#### [Brief]
Can you continue the reflection on backyard birdsong below, picking up right after its last sentence?

#### [Exercise text]

The other day, I went out in the backyard with a glass of wine and spent several minutes listening to birds high up in the trees. They are singing the folk songs they have exchanged for thousands and thousands of years. It’s their mating season, and while all around us seems so stressful, they are living lives more or less unchanged.
As last week went on, I began seeing and hearing less and less people, and seeing and hearing more and more birds. Now that I’m working for home, they’re about the only entities I hear in real life and real time. Our feathered friends have always been here, but now I’m just back to appreciating them. My relationship with them is uncomplicated; they want and need nothing from me, and don’t pay much attention amidst their courtship rituals as I gaze up in silent admiration.
There is change, and there are constants. The birds still sing and flirt and carry on their life cycles. They flit from branch to branch, not worrying about the latest news or how many likes any given post has or how the stock market is doing. They live their lives in the moment.

#### [Listed entries]
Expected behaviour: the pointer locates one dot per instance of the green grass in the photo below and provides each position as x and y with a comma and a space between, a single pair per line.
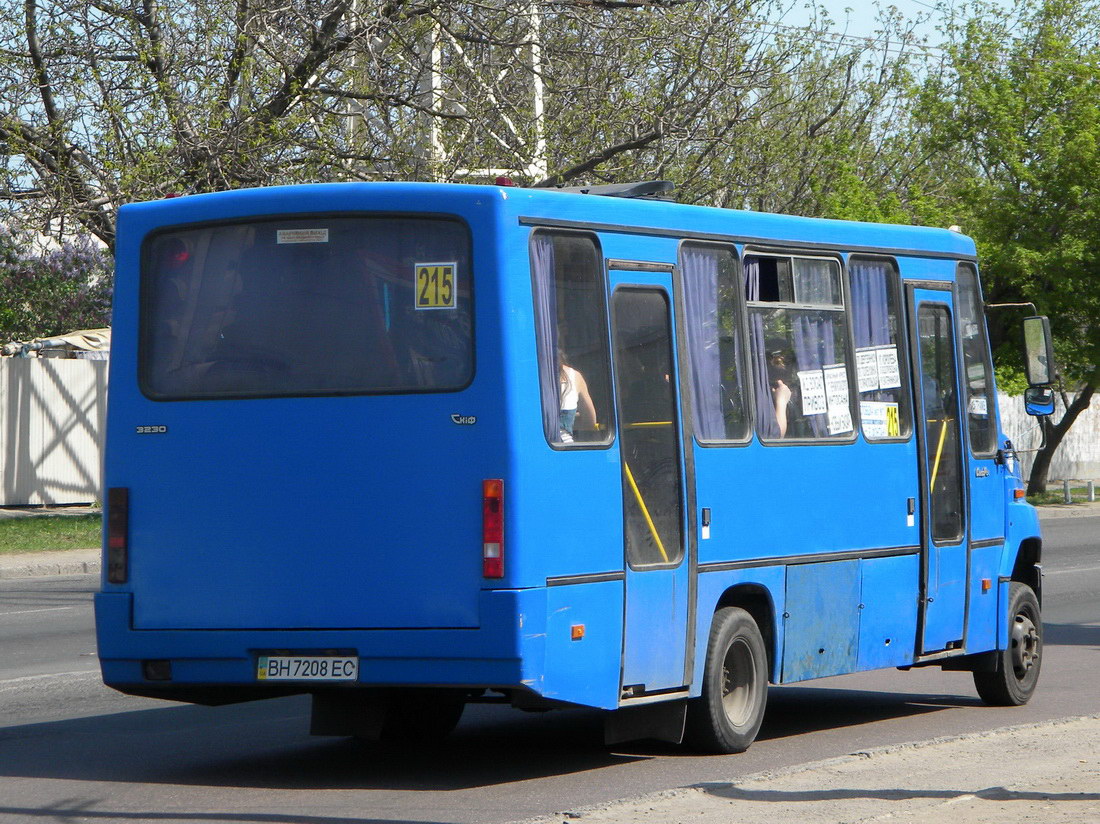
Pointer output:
1078, 494
46, 534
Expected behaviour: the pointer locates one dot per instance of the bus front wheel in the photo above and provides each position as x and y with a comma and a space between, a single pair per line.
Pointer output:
1018, 666
727, 716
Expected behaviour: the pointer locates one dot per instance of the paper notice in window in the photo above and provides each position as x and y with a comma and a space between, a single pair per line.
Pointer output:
867, 369
836, 396
873, 415
889, 372
301, 235
880, 420
812, 385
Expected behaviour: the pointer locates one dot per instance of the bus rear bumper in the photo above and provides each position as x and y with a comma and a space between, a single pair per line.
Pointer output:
217, 667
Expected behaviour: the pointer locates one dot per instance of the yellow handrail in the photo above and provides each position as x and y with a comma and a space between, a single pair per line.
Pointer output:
939, 451
645, 511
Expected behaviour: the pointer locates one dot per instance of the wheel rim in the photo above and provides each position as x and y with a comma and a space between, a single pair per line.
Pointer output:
1025, 645
738, 682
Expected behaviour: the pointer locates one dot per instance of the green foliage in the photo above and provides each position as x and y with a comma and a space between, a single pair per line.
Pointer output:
1019, 101
54, 293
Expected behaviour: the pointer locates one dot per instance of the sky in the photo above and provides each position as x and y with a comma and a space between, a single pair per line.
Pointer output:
857, 18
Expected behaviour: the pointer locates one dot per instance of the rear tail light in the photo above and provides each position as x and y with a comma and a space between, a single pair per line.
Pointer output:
493, 528
118, 534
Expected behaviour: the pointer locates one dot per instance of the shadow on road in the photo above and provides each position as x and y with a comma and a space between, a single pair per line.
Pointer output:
266, 744
1071, 635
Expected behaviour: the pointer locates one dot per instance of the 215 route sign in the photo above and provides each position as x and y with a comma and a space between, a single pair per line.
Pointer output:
436, 285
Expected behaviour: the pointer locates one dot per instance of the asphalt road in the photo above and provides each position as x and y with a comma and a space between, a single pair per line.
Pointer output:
73, 750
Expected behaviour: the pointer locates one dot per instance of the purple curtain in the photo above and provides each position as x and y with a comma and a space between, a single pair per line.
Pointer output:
546, 332
767, 426
870, 309
701, 307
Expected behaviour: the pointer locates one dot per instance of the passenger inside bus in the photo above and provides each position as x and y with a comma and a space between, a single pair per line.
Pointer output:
578, 412
784, 391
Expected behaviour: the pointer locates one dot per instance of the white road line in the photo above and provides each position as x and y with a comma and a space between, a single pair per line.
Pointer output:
43, 610
76, 674
1073, 570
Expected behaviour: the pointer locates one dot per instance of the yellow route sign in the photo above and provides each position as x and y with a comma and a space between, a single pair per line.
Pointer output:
436, 285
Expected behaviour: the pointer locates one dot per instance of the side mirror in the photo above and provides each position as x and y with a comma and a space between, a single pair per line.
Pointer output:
1038, 400
1038, 351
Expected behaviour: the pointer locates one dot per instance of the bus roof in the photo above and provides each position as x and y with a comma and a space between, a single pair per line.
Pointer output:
543, 207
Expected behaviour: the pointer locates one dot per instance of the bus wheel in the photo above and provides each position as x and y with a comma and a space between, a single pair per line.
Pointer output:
735, 685
1016, 673
420, 716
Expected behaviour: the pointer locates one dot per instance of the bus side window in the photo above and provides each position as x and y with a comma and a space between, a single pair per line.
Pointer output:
715, 341
978, 370
884, 409
571, 338
798, 344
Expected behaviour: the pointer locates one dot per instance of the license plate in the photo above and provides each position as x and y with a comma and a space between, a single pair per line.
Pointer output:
307, 668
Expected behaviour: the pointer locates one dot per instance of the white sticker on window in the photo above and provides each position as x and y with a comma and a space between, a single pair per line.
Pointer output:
836, 396
812, 385
880, 419
301, 235
873, 415
889, 371
867, 370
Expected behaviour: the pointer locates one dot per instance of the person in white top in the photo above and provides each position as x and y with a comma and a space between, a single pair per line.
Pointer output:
576, 407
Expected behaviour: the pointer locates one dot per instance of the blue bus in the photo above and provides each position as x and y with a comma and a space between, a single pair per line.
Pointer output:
404, 447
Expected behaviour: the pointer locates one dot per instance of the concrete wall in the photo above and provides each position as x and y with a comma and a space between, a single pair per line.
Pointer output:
52, 416
1077, 459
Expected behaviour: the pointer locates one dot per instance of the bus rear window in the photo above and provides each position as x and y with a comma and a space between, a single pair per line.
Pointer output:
307, 306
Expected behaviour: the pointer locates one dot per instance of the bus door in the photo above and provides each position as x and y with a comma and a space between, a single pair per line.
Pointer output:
944, 549
655, 639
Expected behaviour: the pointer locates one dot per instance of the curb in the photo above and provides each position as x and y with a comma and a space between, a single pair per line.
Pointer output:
75, 562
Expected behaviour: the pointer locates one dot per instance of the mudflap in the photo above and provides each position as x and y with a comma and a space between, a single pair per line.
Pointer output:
663, 722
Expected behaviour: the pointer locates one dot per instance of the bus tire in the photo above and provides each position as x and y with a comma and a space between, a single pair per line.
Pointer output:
727, 716
1018, 667
420, 716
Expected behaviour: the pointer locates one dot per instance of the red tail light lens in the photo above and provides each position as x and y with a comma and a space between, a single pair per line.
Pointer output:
493, 528
118, 535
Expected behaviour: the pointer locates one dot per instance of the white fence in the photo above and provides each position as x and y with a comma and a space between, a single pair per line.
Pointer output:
52, 414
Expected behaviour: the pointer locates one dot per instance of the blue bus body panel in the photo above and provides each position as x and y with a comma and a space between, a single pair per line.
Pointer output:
308, 512
822, 619
889, 589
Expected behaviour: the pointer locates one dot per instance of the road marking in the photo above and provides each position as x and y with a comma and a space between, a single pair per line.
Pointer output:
76, 674
44, 610
1071, 569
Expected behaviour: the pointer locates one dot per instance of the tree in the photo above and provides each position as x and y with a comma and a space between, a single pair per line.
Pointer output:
102, 102
58, 292
1019, 100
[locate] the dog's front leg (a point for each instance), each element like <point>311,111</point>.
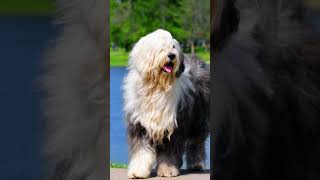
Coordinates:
<point>142,156</point>
<point>170,160</point>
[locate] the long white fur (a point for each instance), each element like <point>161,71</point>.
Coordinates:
<point>147,55</point>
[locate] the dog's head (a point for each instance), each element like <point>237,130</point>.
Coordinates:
<point>158,59</point>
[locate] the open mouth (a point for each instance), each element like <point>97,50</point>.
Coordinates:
<point>168,67</point>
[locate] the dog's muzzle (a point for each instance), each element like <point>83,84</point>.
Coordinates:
<point>168,67</point>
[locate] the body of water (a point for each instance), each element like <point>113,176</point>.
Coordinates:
<point>118,141</point>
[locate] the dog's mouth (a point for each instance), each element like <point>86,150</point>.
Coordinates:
<point>168,67</point>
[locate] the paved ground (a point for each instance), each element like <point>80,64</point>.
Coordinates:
<point>121,174</point>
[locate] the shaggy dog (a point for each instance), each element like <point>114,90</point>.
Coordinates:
<point>75,83</point>
<point>266,91</point>
<point>166,105</point>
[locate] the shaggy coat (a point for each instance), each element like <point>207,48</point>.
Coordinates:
<point>266,91</point>
<point>75,87</point>
<point>166,113</point>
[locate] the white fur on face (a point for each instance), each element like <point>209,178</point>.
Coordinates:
<point>148,104</point>
<point>151,51</point>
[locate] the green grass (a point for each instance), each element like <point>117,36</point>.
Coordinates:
<point>26,7</point>
<point>119,58</point>
<point>118,165</point>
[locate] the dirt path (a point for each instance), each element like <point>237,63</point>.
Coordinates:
<point>121,174</point>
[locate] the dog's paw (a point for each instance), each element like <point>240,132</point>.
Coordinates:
<point>138,173</point>
<point>165,170</point>
<point>139,169</point>
<point>199,166</point>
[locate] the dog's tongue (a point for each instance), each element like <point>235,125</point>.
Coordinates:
<point>168,69</point>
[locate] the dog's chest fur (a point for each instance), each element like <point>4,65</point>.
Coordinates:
<point>156,110</point>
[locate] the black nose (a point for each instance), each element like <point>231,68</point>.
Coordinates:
<point>171,56</point>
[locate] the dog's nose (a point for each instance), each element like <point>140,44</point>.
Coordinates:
<point>171,56</point>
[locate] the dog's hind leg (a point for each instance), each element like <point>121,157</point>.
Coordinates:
<point>142,154</point>
<point>195,154</point>
<point>170,160</point>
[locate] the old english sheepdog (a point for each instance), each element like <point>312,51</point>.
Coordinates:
<point>166,105</point>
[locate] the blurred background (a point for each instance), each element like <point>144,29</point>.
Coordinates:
<point>187,20</point>
<point>189,23</point>
<point>25,31</point>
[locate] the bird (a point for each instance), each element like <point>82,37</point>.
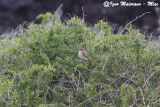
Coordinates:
<point>82,54</point>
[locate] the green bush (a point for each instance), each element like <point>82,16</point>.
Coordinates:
<point>41,66</point>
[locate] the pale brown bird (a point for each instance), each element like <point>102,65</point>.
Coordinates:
<point>82,54</point>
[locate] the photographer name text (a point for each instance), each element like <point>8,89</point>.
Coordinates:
<point>124,3</point>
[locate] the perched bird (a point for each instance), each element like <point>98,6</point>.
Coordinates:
<point>82,54</point>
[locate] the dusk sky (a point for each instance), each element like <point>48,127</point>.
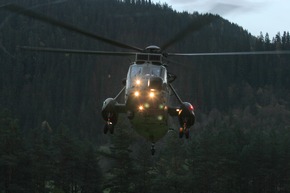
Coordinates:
<point>255,16</point>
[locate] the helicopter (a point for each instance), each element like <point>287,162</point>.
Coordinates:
<point>148,86</point>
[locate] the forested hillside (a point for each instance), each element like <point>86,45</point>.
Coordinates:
<point>51,131</point>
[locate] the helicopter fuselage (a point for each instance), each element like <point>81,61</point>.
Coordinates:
<point>146,99</point>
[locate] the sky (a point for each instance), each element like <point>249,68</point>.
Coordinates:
<point>255,16</point>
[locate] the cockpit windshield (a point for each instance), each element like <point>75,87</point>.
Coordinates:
<point>142,70</point>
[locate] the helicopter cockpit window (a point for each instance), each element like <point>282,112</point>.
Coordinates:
<point>135,71</point>
<point>158,71</point>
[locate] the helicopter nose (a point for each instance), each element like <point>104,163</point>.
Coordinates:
<point>155,83</point>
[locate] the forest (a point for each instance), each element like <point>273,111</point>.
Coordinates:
<point>51,128</point>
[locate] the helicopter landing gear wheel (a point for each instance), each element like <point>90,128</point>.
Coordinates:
<point>153,149</point>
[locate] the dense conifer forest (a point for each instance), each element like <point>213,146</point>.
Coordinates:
<point>51,131</point>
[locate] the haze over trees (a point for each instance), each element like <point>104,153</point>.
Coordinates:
<point>51,137</point>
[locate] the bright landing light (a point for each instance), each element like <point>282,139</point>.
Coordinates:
<point>138,82</point>
<point>151,94</point>
<point>136,93</point>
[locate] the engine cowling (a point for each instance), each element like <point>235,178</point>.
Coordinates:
<point>186,115</point>
<point>109,111</point>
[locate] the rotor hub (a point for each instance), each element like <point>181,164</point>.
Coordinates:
<point>153,49</point>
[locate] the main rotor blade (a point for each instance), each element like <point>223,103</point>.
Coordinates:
<point>192,27</point>
<point>52,21</point>
<point>232,53</point>
<point>72,51</point>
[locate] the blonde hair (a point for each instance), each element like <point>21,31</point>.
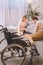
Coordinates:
<point>23,18</point>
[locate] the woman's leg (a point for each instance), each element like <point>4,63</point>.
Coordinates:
<point>35,36</point>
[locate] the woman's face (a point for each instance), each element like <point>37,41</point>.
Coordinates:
<point>24,19</point>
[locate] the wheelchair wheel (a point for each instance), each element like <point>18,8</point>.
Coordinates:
<point>10,55</point>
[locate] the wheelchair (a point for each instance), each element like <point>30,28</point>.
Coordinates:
<point>16,48</point>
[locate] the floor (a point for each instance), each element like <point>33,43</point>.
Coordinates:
<point>36,60</point>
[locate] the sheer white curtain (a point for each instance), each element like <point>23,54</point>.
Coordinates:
<point>11,11</point>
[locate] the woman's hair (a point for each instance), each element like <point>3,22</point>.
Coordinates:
<point>34,18</point>
<point>24,17</point>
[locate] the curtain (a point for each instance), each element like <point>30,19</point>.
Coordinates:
<point>11,11</point>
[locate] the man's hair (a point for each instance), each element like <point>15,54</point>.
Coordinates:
<point>34,18</point>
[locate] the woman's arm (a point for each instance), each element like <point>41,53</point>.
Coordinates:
<point>36,27</point>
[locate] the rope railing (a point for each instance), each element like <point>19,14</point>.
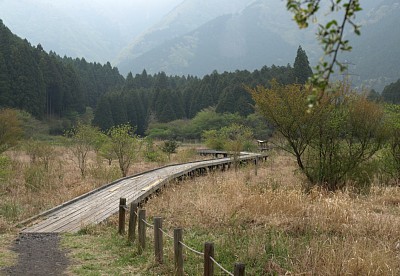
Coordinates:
<point>166,234</point>
<point>140,216</point>
<point>148,224</point>
<point>221,267</point>
<point>192,249</point>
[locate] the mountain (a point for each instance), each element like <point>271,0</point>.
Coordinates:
<point>188,16</point>
<point>262,33</point>
<point>375,59</point>
<point>230,42</point>
<point>96,30</point>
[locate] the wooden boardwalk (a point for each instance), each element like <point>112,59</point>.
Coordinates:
<point>96,206</point>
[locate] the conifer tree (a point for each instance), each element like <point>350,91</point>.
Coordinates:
<point>301,68</point>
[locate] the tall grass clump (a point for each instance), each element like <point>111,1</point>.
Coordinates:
<point>276,228</point>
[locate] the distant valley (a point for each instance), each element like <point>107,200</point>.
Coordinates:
<point>197,37</point>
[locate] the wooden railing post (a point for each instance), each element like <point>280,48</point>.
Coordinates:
<point>132,222</point>
<point>178,252</point>
<point>239,269</point>
<point>208,263</point>
<point>158,240</point>
<point>122,208</point>
<point>256,165</point>
<point>141,230</point>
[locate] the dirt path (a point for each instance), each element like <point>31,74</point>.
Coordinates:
<point>38,254</point>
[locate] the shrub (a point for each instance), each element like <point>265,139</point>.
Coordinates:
<point>334,140</point>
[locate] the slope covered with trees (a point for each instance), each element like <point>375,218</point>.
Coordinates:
<point>46,85</point>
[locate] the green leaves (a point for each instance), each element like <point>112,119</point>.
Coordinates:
<point>330,35</point>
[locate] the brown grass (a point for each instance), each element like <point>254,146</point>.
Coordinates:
<point>324,233</point>
<point>32,188</point>
<point>266,221</point>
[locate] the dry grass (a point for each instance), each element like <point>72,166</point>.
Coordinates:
<point>265,221</point>
<point>32,187</point>
<point>319,233</point>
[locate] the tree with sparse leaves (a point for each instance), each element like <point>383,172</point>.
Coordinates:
<point>10,129</point>
<point>126,146</point>
<point>334,141</point>
<point>330,35</point>
<point>84,138</point>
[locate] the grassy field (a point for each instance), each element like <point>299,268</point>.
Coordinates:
<point>265,221</point>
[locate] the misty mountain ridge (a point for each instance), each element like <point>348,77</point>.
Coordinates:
<point>197,37</point>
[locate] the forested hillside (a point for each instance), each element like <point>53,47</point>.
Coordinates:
<point>45,85</point>
<point>160,98</point>
<point>48,86</point>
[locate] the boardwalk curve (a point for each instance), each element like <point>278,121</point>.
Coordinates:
<point>96,206</point>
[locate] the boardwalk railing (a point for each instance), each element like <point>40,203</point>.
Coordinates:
<point>139,215</point>
<point>97,205</point>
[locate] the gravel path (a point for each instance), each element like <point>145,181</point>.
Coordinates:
<point>38,254</point>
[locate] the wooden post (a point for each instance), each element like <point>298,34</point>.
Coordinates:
<point>141,230</point>
<point>132,222</point>
<point>239,269</point>
<point>122,208</point>
<point>208,263</point>
<point>256,165</point>
<point>178,252</point>
<point>158,240</point>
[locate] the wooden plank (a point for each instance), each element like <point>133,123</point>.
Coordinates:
<point>98,205</point>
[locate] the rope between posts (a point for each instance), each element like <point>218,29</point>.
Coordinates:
<point>148,224</point>
<point>221,267</point>
<point>166,234</point>
<point>191,249</point>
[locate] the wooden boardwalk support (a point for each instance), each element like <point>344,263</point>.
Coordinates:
<point>239,269</point>
<point>158,240</point>
<point>98,205</point>
<point>121,220</point>
<point>142,230</point>
<point>178,252</point>
<point>132,221</point>
<point>208,263</point>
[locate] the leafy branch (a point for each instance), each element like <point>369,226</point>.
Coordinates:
<point>330,35</point>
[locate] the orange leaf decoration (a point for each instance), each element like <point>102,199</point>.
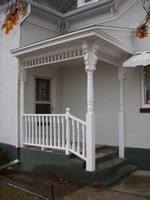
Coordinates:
<point>11,18</point>
<point>19,5</point>
<point>20,11</point>
<point>141,31</point>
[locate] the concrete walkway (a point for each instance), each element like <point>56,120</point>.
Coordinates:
<point>134,187</point>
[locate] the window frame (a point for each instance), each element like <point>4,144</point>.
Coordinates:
<point>50,92</point>
<point>145,108</point>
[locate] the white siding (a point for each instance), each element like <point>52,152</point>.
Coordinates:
<point>8,87</point>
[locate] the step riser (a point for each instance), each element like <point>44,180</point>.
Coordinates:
<point>111,170</point>
<point>106,158</point>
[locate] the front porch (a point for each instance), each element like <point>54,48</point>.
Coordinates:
<point>65,131</point>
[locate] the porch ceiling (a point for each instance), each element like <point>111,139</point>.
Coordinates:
<point>69,46</point>
<point>138,59</point>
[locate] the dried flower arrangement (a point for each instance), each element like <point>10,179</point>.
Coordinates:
<point>12,17</point>
<point>142,30</point>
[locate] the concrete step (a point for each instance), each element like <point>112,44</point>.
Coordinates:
<point>110,167</point>
<point>105,155</point>
<point>118,175</point>
<point>102,154</point>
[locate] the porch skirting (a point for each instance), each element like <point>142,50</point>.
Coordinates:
<point>54,162</point>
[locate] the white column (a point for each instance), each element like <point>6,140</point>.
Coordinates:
<point>67,131</point>
<point>90,59</point>
<point>22,107</point>
<point>122,76</point>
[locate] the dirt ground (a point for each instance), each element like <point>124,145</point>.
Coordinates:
<point>43,185</point>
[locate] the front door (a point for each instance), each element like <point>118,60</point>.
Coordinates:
<point>43,103</point>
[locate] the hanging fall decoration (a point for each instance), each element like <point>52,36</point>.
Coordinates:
<point>142,30</point>
<point>12,17</point>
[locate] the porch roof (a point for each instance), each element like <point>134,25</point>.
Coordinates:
<point>108,38</point>
<point>138,59</point>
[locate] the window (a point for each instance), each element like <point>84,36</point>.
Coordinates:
<point>147,85</point>
<point>145,88</point>
<point>86,2</point>
<point>43,96</point>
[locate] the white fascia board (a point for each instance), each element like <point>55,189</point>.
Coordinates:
<point>71,13</point>
<point>92,33</point>
<point>103,35</point>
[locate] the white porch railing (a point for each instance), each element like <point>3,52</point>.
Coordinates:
<point>57,131</point>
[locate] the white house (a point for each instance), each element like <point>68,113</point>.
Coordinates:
<point>73,75</point>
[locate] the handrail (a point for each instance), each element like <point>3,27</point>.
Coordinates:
<point>56,131</point>
<point>44,115</point>
<point>78,120</point>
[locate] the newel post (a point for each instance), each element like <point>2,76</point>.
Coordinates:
<point>122,76</point>
<point>90,58</point>
<point>67,131</point>
<point>22,78</point>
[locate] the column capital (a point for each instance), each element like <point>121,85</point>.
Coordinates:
<point>122,73</point>
<point>90,50</point>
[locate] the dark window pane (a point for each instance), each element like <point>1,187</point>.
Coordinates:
<point>43,108</point>
<point>87,1</point>
<point>42,89</point>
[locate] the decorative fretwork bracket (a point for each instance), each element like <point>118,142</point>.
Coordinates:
<point>63,25</point>
<point>90,51</point>
<point>122,73</point>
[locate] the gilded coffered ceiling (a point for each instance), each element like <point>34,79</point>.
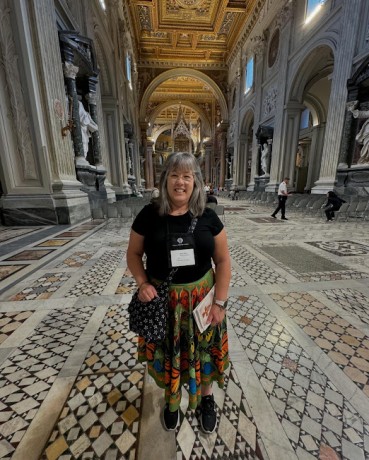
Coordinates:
<point>188,32</point>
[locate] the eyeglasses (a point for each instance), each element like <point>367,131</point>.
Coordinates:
<point>185,177</point>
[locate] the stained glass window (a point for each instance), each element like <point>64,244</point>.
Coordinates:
<point>249,79</point>
<point>312,8</point>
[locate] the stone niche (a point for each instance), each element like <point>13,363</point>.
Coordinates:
<point>353,169</point>
<point>264,135</point>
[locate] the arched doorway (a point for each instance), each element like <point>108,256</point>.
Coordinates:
<point>307,110</point>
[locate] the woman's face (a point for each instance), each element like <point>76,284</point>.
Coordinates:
<point>180,186</point>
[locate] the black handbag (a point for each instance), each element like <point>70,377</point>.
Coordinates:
<point>149,319</point>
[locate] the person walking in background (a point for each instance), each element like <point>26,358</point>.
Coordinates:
<point>185,355</point>
<point>334,203</point>
<point>282,198</point>
<point>211,198</point>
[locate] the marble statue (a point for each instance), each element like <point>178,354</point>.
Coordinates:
<point>88,126</point>
<point>265,156</point>
<point>362,136</point>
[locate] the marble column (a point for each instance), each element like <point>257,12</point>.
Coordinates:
<point>281,147</point>
<point>223,144</point>
<point>285,165</point>
<point>150,169</point>
<point>315,147</point>
<point>259,59</point>
<point>208,150</point>
<point>348,134</point>
<point>350,17</point>
<point>241,167</point>
<point>145,155</point>
<point>96,147</point>
<point>70,73</point>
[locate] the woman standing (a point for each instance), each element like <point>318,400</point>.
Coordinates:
<point>185,356</point>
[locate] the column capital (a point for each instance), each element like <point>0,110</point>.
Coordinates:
<point>91,98</point>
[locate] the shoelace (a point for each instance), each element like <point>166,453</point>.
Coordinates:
<point>208,406</point>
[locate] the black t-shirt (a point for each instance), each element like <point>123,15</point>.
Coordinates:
<point>155,229</point>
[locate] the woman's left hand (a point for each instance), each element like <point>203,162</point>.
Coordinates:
<point>216,315</point>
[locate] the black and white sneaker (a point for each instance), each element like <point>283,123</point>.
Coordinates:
<point>170,419</point>
<point>208,415</point>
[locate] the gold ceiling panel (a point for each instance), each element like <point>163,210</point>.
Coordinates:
<point>189,31</point>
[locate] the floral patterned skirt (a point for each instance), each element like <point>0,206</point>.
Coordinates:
<point>186,356</point>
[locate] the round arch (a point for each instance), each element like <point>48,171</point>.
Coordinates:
<point>307,67</point>
<point>309,87</point>
<point>214,88</point>
<point>187,104</point>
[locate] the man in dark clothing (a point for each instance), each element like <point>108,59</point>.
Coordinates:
<point>210,198</point>
<point>282,198</point>
<point>333,204</point>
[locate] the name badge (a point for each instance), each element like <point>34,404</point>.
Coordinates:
<point>181,250</point>
<point>182,257</point>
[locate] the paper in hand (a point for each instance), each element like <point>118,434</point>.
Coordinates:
<point>202,311</point>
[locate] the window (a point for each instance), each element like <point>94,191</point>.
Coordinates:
<point>305,118</point>
<point>312,8</point>
<point>249,77</point>
<point>129,70</point>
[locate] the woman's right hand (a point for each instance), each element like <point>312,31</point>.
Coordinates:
<point>147,292</point>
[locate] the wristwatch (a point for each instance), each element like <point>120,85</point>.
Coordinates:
<point>221,303</point>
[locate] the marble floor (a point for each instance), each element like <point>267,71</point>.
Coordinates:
<point>298,319</point>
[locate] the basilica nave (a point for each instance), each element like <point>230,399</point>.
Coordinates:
<point>94,96</point>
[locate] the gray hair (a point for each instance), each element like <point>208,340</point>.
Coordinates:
<point>182,162</point>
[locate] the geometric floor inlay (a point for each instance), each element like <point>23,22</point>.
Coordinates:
<point>315,416</point>
<point>114,347</point>
<point>53,243</point>
<point>31,254</point>
<point>9,233</point>
<point>100,419</point>
<point>236,433</point>
<point>301,260</point>
<point>8,270</point>
<point>10,321</point>
<point>77,259</point>
<point>341,248</point>
<point>43,287</point>
<point>256,269</point>
<point>96,279</point>
<point>344,344</point>
<point>352,301</point>
<point>27,374</point>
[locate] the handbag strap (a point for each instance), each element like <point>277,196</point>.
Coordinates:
<point>190,230</point>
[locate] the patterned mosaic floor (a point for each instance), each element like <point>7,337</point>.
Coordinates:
<point>298,384</point>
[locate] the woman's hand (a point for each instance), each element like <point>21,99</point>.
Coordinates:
<point>147,292</point>
<point>216,315</point>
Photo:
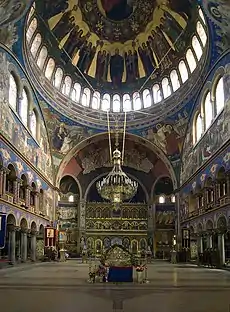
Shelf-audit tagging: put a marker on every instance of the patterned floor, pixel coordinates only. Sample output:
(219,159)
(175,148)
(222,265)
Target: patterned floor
(64,287)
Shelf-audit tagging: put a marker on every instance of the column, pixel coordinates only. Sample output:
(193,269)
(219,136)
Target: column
(11,251)
(33,246)
(24,245)
(221,248)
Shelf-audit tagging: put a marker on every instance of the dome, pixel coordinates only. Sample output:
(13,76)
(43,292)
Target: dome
(118,55)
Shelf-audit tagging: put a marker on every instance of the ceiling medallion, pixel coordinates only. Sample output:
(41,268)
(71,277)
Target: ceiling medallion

#### [Reply to the exercise]
In these complicated times, may you have opportunities to find peace and the simple, small moments to remind you of the joys of life.
These are the times that try (hu)man’s souls, but I’ve also seen some really awesome people reminding us of the good of humanity.
I’ve seen so many people on campus and even alumni reaching out to see if they can help as faculty members hustle to make remote learning plans, while many colleagues come up with new ways to serve students. Focus on people hoarding toilet paper if you want, but I’ll prefer to ponder people sharing their skills for the betterment of others every day.
Within hours of the announcement that Arius’ school would be closed, two of his favorite adults had reached out to his mom to say that they could help watch him if needed. His school district (and many others) also put a high priority on making sure that the youngsters for whom food was a vital part of their educational experience would be taken care of, essentially offering every family in the community free breakfast and lunch.
But I feel for all those hurting. Students who don’t know when they’ll see their friends again. College seniors wondering if they’ll have graduations. People who can’t go to work because they need to care for kids. Businesses that have to shutter or radically alter their delivery methods, and hope they will be open again sooner than later — and all those they employ.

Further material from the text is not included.